(Records from a data source)
_ _ _ _
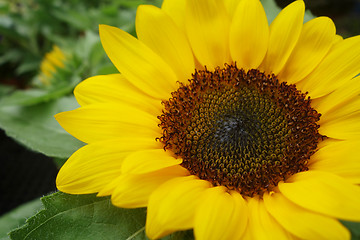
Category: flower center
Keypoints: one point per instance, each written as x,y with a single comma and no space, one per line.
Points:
242,130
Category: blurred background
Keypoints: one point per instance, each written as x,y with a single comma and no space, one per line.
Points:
46,48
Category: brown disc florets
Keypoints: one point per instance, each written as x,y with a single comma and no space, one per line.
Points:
242,130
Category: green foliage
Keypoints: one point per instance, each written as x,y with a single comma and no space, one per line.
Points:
85,217
35,127
17,217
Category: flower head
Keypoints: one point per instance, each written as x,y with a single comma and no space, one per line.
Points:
222,123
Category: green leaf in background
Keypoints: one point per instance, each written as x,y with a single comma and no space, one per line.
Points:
86,217
35,127
17,217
_ _ _ _
◆ What to produce: What is needed is an exact copy of every entry, minus the images.

◆ Task output:
Category: flower center
Keypoints: one point per instance, each written as x,y with a single comma and no space, one per line.
Points:
242,130
Category: blurred background
Keypoints: one point per instance, each written as x,y with a single comma and no space, one per line.
Points:
46,48
Category: brown disc florets
Keypoints: one point per instance, each written as x,y with a single comma and no space, one per line.
Points:
242,130
Category: green foliage
Keypoints: one point per instance, each written as x,y with a single comma and no space, one per line.
Points:
85,217
35,127
17,217
Category: flower head
Keypoints: one point per instance, each written as x,y with a single comma and no space, one per line.
Points:
222,123
Category: green leaf in background
Keypoints: one point per instance, each written as x,y with a single comma and no space, one per line.
Points:
86,217
35,127
17,217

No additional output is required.